─── Texto de la página
Maricas y lesbianas en cuatro autor+s ecuatorian+s

por María Auxiliadora Balladares

 

María Auxiliadora Balladares

Diseño: Marx Corella

Maricas y lesbianas en cuatro autor+s ecuatorian+s

Desde la perspectiva de una escritora y académica

Por: María Auxiliadora Balladares

 

 

Ante la invitación de Juan Sebastián (Jaramillo) a escribir sobre la literatura LGBTQI+ en Ecuador, escogí reflexionar sobre cuatro de mis autor+s favorit+s. Este no pretende ser un recorrido exhaustivo, sino afectivo más bien.
──────
─── Material recopilado
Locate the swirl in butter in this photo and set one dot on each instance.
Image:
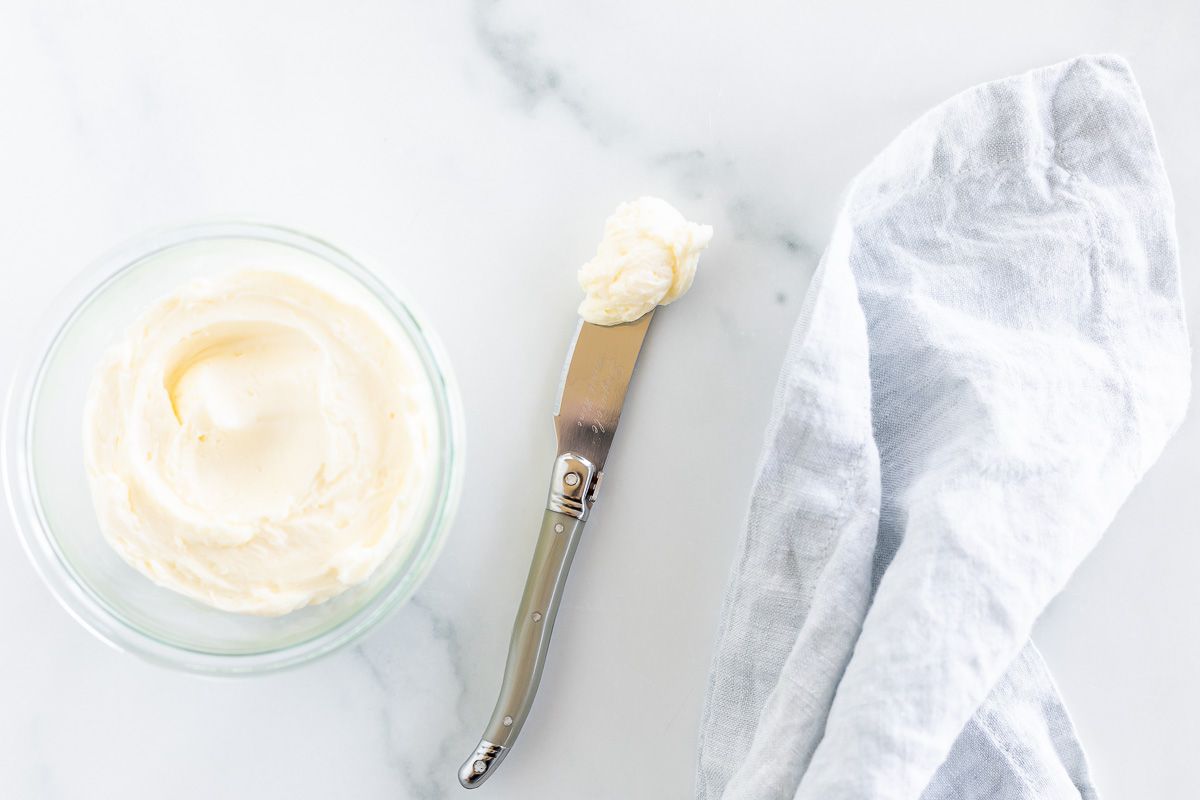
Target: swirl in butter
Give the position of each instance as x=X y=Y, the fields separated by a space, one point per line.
──────
Indicaciones:
**a)** En el texto sobre literatura LGBTQI+ en Ecuador, ¿sobre cuántos de sus autores favoritos decidió reflexionar quien escribe?
**b)** Continúa, por favor, el texto sobre literatura LGBTQI+ en Ecuador a partir de su última oración.
Los datos no guardan relación con el texto sobre literatura LGBTQI+ en Ecuador.

Respuestas por tarea:
**a)** Sobre cuatro.

**b)**
En poesía

Desde hace unos dos o tres años, dicto la clase de poesía ecuatoriana en la San Francisco. La primera parte del curso se concentra en las expresiones poéticas de hasta la década de los sesenta, en las que quizás la pregunta central gira alrededor de qué significa ese gentilicio, “ecuatoriano”, lo que ha supuesto cuando interviene en la producción poética de un país de tantas complejidades, en un país ahogado en sus propios prejuicios. En la segunda parte del semestre —poesía desde los setenta—, la cuestión racial que es central para cierta producción vanguardista va cediendo paso a otros intereses políticos o quizás, sobre todo, micropolíticos. En ese curso, leemos a dos de mis poetas favoritos. Uno de ellos se suicidó muy joven, antes de cumplir los 27. Su nombre, David Ledesma Vázquez. El otro, vive en hoy en Portovelo (El Oro), la ciudad en la que nació en el año 1958. Su nombre, Roy Sigüenza.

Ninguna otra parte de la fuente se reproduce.